**Source records:**
+++++
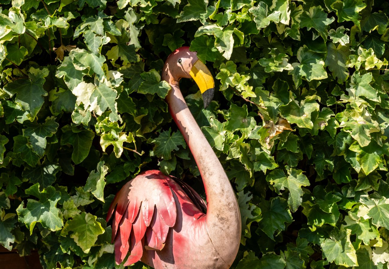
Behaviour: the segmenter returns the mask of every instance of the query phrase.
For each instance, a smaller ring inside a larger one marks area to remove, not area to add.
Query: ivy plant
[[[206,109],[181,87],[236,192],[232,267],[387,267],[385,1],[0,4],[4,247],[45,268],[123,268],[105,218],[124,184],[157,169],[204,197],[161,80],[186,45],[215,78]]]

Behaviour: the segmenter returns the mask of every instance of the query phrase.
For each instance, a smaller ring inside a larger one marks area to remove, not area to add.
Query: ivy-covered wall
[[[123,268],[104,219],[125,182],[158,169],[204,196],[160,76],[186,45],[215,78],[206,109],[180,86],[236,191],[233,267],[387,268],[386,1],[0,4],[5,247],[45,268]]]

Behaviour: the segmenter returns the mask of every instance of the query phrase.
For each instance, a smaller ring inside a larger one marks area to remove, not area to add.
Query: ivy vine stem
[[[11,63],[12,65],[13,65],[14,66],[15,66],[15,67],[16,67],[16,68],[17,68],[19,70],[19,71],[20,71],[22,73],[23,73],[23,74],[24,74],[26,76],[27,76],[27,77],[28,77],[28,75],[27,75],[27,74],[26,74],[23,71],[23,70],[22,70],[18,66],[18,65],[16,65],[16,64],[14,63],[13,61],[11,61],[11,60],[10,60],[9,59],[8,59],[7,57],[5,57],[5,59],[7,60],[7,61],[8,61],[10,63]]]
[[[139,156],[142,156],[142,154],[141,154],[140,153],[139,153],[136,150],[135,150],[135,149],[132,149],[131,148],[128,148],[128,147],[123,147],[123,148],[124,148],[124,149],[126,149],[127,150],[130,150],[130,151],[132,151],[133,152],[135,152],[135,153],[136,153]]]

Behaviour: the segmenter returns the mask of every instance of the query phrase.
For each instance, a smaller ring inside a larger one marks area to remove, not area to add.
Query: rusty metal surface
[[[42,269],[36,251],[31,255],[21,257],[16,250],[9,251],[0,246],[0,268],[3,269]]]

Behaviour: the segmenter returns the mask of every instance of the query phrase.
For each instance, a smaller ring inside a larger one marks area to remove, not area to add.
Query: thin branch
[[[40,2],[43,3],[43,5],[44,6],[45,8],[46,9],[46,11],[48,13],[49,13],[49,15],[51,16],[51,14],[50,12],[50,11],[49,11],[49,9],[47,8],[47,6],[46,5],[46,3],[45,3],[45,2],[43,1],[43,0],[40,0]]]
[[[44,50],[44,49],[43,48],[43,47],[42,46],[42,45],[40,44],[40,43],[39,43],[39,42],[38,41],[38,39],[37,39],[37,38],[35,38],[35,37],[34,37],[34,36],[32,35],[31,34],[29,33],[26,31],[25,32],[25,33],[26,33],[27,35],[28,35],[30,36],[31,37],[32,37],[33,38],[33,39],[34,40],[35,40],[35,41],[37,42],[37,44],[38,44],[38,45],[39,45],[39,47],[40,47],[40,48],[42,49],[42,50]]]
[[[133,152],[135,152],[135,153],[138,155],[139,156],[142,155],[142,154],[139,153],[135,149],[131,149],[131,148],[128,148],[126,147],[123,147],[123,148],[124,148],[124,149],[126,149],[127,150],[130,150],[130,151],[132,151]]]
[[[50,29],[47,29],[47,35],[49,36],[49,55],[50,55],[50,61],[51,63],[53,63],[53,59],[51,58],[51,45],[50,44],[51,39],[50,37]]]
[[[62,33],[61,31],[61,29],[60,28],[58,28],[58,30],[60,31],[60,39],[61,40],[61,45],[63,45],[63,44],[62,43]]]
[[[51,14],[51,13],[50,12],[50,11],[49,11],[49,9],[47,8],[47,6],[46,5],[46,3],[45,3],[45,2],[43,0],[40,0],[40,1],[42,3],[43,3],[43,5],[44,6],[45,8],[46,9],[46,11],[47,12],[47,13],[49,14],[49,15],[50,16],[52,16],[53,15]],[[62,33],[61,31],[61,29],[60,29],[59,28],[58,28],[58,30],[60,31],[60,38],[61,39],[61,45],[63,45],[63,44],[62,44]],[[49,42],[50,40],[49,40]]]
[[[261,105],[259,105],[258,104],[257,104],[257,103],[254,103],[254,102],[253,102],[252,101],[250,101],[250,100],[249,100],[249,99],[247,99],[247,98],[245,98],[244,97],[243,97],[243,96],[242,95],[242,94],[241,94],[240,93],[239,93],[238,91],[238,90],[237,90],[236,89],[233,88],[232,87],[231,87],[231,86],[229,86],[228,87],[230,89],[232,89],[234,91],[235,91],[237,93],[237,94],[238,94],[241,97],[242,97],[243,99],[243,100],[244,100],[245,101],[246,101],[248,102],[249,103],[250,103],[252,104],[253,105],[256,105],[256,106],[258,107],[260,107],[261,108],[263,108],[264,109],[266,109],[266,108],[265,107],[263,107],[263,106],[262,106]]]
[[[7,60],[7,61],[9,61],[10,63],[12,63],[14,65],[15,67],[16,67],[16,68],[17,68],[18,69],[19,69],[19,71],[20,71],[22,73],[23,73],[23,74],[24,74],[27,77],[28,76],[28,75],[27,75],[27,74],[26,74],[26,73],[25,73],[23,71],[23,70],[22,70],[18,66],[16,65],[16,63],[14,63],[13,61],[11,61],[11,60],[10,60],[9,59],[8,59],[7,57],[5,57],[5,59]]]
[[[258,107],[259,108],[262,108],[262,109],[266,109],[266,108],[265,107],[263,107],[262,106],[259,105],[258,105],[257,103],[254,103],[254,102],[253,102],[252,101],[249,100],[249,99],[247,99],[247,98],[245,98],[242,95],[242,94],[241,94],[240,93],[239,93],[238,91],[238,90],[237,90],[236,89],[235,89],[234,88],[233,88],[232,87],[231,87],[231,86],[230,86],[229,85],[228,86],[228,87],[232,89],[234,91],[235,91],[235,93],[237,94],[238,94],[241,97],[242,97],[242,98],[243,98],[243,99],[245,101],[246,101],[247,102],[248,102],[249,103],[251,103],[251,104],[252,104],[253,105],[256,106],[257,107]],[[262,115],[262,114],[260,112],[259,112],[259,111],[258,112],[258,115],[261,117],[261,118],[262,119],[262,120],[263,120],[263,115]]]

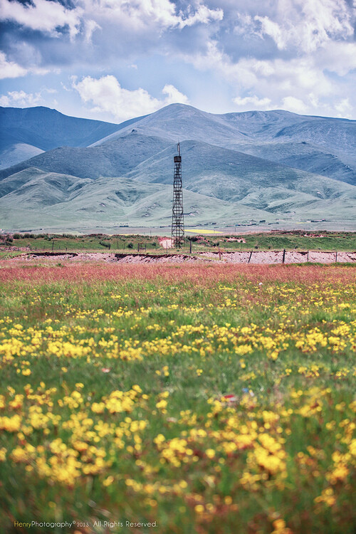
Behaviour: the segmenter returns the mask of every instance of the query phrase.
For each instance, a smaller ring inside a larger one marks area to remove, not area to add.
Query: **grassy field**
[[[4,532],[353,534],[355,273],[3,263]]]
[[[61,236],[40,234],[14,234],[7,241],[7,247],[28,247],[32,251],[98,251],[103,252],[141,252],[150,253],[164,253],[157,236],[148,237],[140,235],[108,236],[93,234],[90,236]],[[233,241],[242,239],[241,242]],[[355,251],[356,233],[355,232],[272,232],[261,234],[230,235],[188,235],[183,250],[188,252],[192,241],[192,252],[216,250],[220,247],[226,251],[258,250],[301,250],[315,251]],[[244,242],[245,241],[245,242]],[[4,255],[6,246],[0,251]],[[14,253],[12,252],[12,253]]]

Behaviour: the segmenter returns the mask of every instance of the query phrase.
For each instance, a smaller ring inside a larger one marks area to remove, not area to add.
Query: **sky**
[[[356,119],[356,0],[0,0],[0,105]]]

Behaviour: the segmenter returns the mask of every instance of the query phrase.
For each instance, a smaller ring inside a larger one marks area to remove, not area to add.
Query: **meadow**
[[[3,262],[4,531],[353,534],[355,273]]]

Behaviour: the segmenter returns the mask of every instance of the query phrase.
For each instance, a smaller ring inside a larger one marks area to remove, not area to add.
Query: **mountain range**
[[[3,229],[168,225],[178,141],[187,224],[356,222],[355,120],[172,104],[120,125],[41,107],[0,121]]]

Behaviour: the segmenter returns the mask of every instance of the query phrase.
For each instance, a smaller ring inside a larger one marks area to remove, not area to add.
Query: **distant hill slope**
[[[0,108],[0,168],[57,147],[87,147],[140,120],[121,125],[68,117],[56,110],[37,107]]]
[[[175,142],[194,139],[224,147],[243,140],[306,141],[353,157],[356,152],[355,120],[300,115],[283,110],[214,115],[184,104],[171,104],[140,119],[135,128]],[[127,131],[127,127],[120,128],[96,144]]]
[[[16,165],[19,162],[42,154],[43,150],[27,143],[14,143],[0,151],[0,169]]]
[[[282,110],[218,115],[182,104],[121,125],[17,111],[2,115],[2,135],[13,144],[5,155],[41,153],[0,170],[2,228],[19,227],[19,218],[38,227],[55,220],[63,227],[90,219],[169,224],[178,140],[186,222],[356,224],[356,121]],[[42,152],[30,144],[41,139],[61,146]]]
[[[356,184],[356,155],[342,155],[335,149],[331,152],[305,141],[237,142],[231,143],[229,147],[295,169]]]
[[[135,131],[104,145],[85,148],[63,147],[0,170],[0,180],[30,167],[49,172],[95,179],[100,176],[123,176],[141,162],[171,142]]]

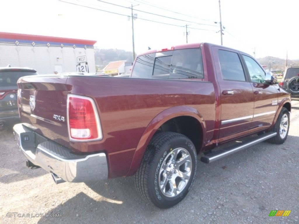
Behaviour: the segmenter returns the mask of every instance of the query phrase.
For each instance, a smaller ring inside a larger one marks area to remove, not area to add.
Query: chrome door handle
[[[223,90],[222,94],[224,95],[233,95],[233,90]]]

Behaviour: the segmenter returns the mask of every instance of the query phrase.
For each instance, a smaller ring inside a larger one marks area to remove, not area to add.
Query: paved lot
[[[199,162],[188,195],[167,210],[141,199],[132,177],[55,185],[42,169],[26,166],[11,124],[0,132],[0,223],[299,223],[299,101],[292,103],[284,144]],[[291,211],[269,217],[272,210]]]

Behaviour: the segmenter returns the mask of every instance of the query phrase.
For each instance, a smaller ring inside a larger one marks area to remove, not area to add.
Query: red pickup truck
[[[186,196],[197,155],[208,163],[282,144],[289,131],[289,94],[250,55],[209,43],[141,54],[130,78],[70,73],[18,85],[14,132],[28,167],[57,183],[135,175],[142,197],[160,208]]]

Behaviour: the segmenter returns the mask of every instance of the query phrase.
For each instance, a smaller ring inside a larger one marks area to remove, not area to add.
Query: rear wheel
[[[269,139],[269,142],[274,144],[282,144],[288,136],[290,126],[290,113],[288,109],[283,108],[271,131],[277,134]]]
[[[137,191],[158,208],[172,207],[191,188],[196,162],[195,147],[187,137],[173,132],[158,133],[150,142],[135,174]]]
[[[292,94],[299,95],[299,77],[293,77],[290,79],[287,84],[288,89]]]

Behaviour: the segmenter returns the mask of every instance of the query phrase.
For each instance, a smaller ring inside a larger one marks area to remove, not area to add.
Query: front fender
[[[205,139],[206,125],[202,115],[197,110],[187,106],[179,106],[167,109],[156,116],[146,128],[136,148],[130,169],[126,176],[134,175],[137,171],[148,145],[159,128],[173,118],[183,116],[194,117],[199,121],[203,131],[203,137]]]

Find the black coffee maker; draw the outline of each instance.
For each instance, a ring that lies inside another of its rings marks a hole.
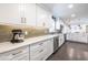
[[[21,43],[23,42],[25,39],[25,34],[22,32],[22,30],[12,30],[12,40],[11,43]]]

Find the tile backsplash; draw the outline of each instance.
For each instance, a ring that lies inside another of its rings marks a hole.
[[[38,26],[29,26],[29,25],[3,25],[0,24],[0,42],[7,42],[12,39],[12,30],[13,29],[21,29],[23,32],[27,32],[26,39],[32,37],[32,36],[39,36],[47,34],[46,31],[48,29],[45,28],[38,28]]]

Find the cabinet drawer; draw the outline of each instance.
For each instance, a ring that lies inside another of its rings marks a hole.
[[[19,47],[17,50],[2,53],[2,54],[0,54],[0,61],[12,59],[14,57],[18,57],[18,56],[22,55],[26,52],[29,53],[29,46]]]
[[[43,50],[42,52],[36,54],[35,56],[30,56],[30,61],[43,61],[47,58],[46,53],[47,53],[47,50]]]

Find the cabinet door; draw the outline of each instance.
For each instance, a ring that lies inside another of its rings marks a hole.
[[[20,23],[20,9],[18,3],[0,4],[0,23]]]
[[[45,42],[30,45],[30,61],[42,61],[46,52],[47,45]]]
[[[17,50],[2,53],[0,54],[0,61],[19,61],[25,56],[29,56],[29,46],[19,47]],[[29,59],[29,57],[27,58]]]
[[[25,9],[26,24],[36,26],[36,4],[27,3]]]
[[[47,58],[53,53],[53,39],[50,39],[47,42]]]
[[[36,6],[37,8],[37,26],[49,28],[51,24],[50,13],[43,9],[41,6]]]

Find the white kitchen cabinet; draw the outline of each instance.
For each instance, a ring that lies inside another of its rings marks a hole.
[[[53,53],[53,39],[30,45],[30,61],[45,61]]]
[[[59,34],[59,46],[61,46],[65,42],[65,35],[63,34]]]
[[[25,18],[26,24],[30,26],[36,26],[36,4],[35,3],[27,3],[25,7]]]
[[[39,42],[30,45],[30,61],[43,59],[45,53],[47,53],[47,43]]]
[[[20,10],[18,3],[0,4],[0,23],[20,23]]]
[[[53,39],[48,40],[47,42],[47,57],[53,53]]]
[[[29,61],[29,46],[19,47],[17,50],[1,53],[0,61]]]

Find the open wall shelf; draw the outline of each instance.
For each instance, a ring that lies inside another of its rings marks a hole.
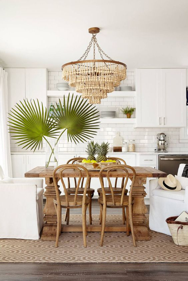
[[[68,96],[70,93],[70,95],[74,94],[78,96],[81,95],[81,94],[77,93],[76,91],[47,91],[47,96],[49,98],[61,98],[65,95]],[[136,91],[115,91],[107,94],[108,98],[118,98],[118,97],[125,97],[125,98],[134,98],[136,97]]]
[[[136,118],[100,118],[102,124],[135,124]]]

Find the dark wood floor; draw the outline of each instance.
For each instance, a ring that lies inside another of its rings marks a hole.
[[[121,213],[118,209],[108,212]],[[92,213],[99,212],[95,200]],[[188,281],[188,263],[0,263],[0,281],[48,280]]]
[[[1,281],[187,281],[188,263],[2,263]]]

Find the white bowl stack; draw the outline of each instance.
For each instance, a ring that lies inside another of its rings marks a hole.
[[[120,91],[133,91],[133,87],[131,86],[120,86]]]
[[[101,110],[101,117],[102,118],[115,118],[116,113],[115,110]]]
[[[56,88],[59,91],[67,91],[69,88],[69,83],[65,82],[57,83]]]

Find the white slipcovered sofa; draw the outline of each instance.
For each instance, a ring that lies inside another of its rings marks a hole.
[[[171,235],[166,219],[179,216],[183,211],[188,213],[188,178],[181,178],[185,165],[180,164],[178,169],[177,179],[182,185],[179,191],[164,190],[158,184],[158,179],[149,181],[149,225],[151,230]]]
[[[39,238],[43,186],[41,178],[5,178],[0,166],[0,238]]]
+++++
**Work to do:**
Rewrite the records from the line that contains "Find the open" through the line that contains "[[[1,281],[187,281],[188,263],[2,263]]]", replacing "instance" with "item" everywhere and changing nothing else. Omit the pictures from your answer.

**Solution to this task:**
Find the open wall shelf; draw the outline of each item.
For each item, a ring that lies inside another of its rings marks a hole.
[[[68,96],[70,93],[70,95],[74,94],[78,96],[81,95],[81,94],[77,93],[76,91],[47,91],[47,96],[49,98],[61,98],[65,95]],[[136,91],[115,91],[107,94],[108,98],[118,98],[118,97],[125,97],[125,98],[134,98],[136,97]]]
[[[136,118],[100,118],[102,124],[135,124]]]

Find the dark wood floor; draw the outline of each item.
For each item, a ring that lies inside another of its rings marks a hole.
[[[121,213],[118,209],[108,212]],[[92,213],[99,212],[95,200]],[[188,281],[188,263],[0,263],[0,281],[48,280]]]
[[[1,281],[187,281],[188,263],[2,263]]]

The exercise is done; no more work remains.